____ Records supplied

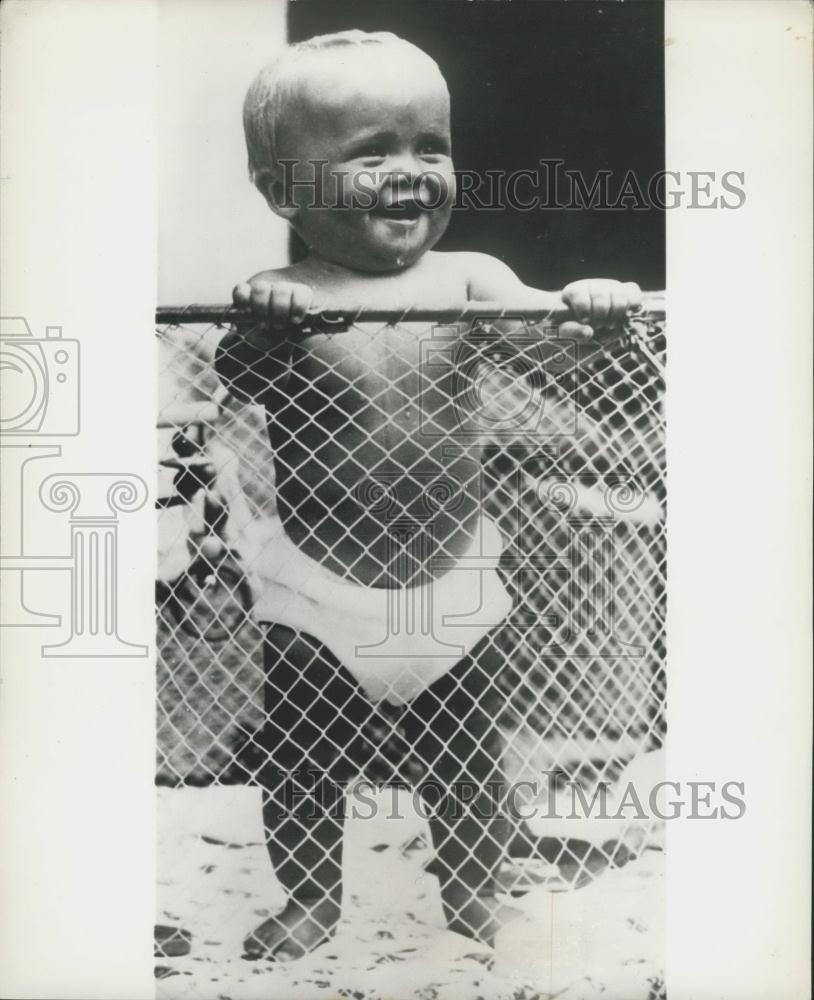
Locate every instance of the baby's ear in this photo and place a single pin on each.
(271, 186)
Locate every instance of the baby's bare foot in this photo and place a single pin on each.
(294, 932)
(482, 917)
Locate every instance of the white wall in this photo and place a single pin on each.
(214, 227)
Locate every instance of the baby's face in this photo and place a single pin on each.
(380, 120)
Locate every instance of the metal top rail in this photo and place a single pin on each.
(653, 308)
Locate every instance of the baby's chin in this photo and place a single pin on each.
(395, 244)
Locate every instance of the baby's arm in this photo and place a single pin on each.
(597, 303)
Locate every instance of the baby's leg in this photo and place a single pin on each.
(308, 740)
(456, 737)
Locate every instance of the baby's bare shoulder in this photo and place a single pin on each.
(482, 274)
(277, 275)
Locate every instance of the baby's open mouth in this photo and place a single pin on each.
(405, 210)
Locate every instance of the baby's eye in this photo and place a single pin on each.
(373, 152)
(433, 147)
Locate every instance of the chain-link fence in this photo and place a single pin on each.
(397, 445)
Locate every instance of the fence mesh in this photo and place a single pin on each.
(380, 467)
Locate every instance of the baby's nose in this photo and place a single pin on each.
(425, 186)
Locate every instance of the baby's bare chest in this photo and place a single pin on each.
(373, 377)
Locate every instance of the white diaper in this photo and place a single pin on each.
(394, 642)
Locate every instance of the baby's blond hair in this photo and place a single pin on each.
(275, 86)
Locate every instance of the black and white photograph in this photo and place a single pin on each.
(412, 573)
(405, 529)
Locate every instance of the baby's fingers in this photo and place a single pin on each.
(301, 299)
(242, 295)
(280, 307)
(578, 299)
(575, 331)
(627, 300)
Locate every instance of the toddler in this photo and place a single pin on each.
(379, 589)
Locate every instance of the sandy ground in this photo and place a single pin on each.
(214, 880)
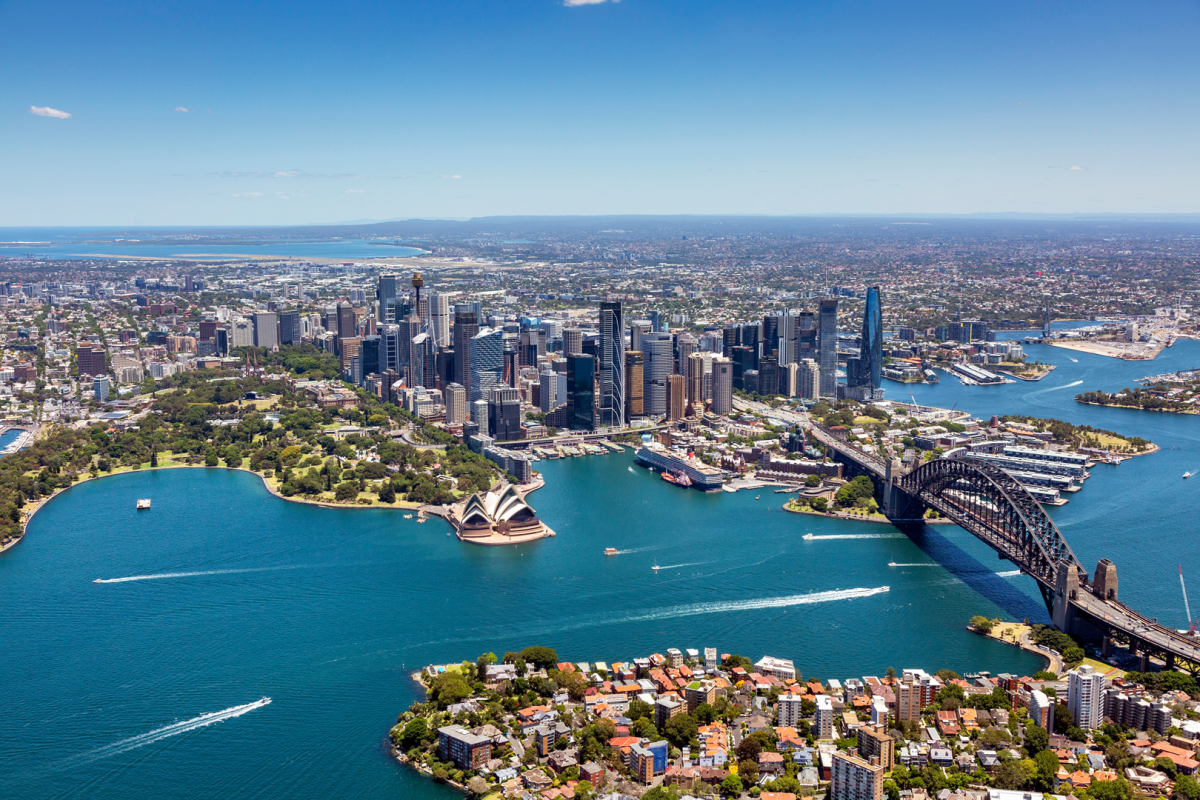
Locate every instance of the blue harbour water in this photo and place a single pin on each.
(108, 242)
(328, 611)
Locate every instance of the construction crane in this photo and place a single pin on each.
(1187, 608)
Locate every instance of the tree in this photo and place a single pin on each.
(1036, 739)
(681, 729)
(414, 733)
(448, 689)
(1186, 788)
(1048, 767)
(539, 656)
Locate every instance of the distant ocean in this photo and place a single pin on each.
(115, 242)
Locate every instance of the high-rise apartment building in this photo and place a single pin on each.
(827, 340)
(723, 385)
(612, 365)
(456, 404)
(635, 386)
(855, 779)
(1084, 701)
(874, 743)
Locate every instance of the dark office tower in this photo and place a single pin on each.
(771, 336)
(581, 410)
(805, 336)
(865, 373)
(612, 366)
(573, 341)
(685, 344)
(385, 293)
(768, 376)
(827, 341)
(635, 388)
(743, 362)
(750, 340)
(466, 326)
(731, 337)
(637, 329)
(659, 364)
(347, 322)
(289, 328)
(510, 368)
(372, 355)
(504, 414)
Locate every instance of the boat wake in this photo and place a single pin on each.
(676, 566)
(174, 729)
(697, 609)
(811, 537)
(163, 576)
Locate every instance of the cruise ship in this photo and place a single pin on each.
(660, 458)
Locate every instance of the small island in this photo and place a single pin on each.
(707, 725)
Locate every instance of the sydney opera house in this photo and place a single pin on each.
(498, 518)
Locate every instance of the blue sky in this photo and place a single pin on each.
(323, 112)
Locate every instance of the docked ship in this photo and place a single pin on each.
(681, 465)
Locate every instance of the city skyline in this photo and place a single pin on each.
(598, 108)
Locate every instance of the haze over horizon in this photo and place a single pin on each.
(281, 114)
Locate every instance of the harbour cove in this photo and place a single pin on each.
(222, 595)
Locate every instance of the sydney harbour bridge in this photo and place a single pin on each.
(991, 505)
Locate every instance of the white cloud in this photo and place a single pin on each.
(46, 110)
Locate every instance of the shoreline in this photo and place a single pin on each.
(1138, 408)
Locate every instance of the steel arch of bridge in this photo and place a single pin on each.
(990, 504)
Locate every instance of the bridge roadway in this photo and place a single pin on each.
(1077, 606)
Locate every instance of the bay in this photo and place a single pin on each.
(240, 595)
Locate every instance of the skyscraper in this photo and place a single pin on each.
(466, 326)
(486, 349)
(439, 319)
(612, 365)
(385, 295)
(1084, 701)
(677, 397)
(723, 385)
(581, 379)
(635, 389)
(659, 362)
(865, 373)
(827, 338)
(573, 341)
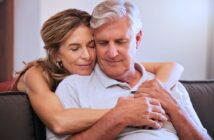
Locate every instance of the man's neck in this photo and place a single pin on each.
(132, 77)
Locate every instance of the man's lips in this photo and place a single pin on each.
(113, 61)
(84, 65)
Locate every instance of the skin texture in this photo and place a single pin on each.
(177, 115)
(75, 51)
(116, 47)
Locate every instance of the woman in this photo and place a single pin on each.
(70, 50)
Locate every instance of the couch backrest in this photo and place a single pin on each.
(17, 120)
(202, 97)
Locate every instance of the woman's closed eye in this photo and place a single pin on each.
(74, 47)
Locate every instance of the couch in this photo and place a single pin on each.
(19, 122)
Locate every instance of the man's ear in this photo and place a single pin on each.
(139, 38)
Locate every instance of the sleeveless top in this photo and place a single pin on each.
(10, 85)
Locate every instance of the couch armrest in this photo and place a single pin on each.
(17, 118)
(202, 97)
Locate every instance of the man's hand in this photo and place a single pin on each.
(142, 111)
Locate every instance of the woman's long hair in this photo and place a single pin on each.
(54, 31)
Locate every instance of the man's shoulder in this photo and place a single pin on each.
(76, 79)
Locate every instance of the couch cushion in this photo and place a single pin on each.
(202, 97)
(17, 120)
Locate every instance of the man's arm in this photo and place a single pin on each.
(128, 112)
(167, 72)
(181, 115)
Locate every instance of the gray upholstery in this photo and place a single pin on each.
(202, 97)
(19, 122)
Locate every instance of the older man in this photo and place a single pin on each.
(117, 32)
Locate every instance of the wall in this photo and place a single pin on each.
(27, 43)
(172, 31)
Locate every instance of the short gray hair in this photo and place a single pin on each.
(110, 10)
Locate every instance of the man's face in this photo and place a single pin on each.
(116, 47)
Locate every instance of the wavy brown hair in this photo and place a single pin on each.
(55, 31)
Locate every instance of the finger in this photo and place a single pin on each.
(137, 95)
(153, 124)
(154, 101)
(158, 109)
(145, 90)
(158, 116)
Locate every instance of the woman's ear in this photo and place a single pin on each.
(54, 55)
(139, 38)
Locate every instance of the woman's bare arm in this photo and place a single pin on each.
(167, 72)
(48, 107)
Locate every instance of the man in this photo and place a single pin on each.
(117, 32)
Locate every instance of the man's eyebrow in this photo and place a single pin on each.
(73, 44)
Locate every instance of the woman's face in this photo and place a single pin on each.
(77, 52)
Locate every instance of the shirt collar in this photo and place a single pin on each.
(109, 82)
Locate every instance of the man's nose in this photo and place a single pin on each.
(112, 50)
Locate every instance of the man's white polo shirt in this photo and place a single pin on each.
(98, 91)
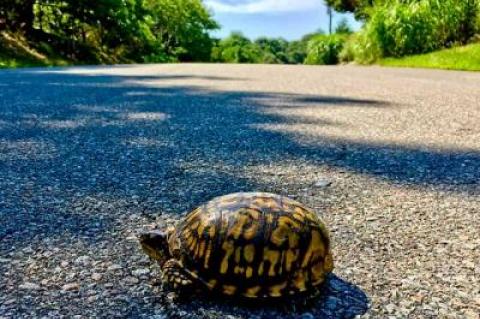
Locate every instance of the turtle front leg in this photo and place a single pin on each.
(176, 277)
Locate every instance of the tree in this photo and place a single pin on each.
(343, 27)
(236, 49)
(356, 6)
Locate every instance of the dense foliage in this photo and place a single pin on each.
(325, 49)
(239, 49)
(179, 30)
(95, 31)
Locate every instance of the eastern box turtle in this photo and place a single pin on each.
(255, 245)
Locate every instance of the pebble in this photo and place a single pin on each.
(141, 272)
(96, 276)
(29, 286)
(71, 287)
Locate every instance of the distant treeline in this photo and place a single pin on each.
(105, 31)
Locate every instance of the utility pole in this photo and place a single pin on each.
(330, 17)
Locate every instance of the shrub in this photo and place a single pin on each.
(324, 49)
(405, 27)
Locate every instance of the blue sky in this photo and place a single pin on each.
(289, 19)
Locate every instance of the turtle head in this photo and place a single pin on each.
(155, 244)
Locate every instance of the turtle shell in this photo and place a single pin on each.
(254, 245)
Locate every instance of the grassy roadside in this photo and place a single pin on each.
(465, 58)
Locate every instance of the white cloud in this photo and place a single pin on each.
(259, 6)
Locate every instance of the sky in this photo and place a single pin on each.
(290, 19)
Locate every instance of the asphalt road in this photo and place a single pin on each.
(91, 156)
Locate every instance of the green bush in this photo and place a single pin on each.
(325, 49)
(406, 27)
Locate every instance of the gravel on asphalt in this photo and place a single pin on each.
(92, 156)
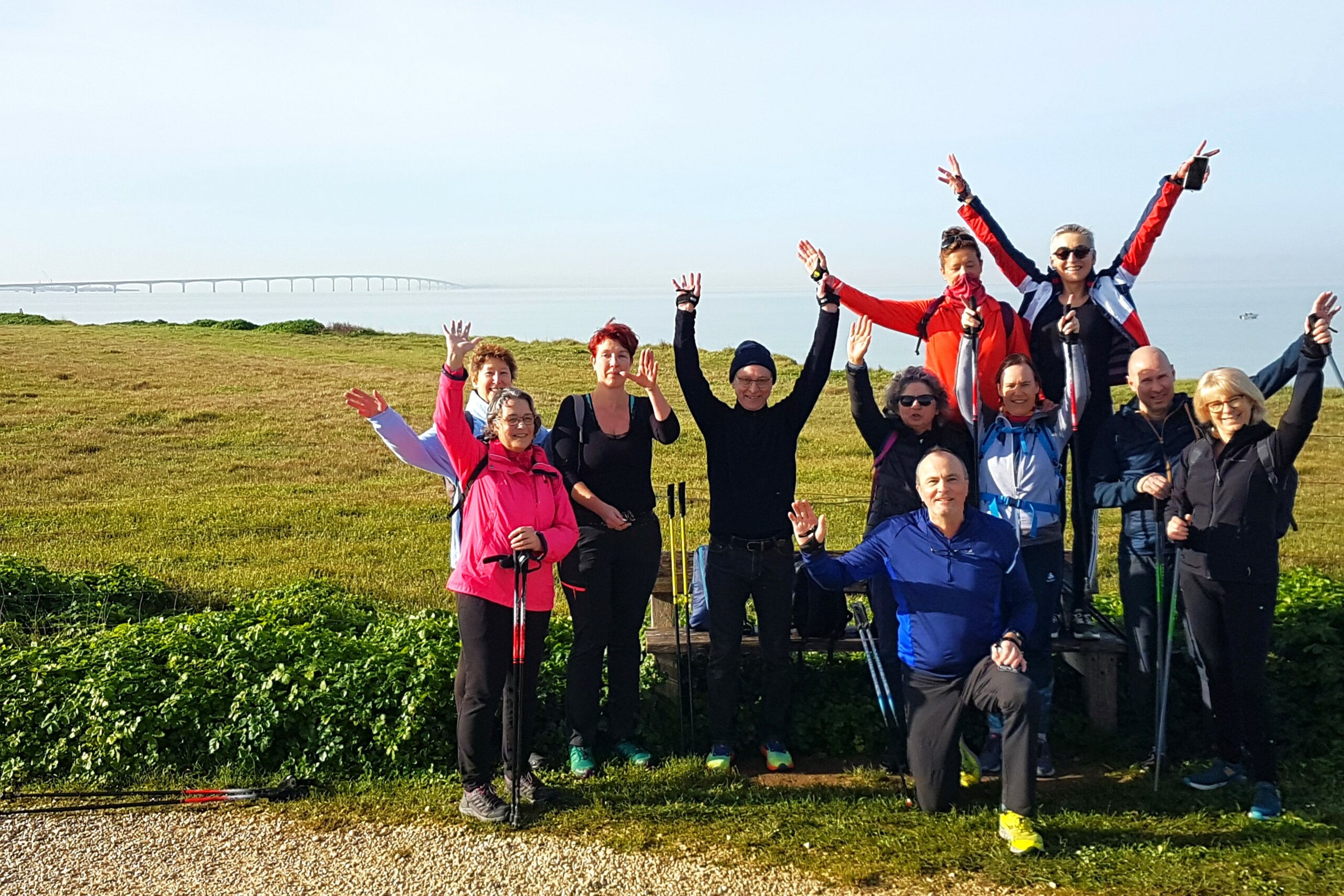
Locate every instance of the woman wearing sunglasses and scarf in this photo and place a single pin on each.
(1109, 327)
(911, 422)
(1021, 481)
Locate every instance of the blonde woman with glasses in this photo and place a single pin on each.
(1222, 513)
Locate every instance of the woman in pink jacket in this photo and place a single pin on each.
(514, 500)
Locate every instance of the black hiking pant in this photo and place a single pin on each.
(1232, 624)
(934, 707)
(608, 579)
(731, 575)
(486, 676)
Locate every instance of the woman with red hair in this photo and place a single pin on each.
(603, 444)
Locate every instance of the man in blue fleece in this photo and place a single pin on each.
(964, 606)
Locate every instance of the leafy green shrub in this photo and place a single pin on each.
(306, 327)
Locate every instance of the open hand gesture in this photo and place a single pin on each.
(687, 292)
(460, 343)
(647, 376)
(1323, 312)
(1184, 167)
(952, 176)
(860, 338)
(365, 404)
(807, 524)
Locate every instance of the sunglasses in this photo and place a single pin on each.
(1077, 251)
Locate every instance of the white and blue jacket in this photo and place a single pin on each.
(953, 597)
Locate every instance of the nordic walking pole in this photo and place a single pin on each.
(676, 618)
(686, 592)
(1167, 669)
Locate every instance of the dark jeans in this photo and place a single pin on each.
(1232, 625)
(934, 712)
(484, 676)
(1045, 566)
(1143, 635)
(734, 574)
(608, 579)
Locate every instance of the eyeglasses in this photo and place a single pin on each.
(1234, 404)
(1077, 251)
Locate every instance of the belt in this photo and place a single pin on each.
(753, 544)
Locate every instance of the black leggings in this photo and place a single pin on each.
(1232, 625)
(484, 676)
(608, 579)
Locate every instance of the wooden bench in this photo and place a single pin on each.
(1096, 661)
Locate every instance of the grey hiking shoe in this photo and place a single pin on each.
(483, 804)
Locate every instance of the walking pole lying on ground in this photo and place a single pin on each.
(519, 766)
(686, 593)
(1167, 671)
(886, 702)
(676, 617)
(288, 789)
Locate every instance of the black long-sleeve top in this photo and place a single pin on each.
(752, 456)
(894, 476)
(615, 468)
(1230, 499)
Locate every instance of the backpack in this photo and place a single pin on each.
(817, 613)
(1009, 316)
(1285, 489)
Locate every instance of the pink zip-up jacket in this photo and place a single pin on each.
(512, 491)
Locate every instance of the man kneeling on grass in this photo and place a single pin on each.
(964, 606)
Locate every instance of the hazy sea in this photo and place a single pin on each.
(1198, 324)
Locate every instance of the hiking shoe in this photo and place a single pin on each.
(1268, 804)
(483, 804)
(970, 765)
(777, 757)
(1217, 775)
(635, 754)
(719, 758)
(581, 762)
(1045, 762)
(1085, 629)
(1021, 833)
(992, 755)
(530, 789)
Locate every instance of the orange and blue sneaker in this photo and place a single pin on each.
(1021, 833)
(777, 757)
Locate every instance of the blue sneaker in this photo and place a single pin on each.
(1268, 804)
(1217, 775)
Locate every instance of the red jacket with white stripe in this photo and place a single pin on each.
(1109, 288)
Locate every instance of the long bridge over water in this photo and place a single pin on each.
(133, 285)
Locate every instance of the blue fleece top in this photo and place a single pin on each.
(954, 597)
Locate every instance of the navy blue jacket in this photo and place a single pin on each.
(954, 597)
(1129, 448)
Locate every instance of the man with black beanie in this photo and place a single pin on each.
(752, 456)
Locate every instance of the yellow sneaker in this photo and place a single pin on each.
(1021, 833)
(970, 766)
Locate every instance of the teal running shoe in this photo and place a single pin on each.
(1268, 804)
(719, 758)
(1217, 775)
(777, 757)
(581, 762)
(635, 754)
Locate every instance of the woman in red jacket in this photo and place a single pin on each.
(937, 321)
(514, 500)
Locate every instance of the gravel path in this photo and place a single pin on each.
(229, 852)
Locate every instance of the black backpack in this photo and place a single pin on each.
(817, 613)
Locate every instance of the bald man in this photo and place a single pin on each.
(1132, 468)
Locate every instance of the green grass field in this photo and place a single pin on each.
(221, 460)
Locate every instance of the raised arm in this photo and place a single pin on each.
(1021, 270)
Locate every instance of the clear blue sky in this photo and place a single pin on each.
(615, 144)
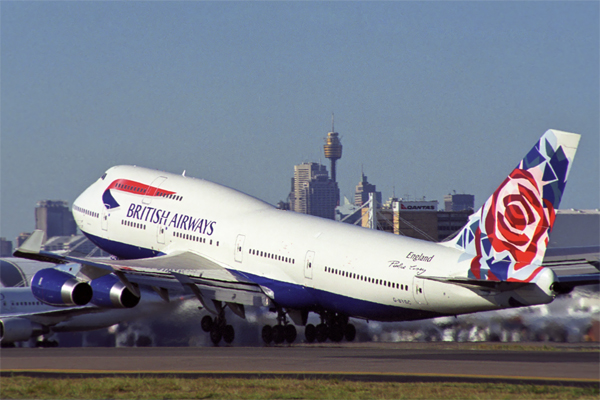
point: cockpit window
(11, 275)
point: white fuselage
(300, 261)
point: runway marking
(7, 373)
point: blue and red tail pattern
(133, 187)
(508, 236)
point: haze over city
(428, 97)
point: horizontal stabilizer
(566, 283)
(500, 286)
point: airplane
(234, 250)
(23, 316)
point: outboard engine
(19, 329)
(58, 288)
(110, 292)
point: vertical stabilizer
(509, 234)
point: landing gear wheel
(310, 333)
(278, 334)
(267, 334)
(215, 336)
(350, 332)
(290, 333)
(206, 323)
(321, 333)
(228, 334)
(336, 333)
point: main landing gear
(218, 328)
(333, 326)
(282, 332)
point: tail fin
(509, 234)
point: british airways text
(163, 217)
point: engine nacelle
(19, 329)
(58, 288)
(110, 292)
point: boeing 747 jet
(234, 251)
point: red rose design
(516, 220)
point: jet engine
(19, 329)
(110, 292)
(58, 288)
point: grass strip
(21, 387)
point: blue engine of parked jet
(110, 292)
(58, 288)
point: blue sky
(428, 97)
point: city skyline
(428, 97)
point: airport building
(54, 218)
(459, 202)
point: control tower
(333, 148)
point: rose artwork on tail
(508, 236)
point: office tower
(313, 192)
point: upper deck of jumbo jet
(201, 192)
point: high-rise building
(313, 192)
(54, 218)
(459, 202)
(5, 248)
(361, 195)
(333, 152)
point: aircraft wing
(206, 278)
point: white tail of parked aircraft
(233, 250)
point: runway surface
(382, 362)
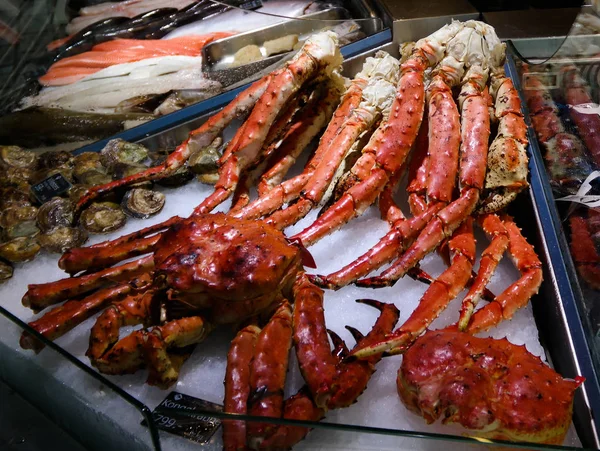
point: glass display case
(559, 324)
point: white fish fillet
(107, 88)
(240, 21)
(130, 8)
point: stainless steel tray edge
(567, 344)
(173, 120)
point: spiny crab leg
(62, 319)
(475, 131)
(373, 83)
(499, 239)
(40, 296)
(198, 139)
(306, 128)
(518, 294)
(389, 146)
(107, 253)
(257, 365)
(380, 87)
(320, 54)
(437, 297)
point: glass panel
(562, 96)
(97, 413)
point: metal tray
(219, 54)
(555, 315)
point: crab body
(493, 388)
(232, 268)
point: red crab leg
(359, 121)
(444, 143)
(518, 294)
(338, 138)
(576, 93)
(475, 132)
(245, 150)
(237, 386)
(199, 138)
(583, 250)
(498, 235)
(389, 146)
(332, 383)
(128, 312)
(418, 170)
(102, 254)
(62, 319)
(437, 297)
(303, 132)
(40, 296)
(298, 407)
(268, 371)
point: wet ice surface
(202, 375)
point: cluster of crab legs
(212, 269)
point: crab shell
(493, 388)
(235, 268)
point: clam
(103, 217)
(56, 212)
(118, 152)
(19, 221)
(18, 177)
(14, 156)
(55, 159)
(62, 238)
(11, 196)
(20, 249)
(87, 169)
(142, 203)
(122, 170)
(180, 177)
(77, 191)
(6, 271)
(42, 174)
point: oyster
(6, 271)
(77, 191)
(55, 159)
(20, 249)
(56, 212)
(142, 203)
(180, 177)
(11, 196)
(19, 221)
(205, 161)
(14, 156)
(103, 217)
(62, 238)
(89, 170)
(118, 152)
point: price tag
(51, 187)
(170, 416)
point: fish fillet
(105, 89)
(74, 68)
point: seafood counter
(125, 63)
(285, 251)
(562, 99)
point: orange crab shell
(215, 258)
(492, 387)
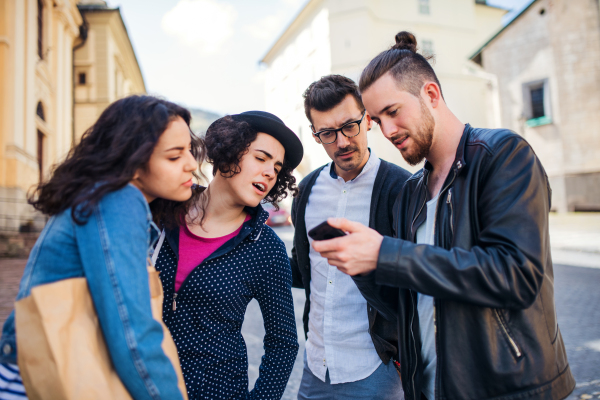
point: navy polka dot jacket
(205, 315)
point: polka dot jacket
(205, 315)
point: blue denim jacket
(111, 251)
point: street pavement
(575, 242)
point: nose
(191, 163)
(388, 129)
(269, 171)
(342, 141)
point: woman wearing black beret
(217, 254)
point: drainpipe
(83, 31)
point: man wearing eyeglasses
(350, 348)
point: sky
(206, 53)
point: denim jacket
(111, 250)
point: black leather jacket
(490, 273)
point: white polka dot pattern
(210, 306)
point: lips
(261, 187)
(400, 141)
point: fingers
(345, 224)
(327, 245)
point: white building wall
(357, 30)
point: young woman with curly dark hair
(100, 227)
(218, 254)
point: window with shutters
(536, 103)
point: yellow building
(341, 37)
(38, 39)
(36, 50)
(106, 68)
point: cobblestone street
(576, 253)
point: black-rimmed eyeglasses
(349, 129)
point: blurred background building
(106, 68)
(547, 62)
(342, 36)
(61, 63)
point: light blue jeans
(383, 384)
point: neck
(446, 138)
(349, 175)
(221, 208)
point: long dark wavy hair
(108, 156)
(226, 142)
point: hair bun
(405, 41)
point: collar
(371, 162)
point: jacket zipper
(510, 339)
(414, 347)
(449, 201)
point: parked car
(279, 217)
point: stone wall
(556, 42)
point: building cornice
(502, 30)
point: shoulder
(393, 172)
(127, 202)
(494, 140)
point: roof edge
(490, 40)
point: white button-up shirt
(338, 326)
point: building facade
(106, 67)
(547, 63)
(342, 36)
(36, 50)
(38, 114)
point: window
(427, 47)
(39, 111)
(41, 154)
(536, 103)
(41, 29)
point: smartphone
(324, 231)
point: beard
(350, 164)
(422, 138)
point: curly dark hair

________

▸ Exercise goal
Beginning with the line that contains "point: collar" and ending with the last line of the data above, return those lines exactly and nothing else.

▸ Task answer
point: collar
(371, 162)
point: jacket zipper
(510, 339)
(414, 347)
(449, 201)
point: parked car
(279, 217)
point: stone wall
(556, 42)
point: building cornice
(502, 30)
point: shoulder
(393, 172)
(127, 202)
(494, 140)
point: roof edge
(490, 40)
point: white button-up shirt
(338, 326)
point: building facade
(106, 67)
(547, 63)
(342, 36)
(36, 50)
(38, 114)
point: window
(427, 47)
(39, 111)
(41, 154)
(536, 103)
(41, 29)
point: smartphone
(324, 231)
point: beard
(350, 164)
(422, 138)
point: curly dark hair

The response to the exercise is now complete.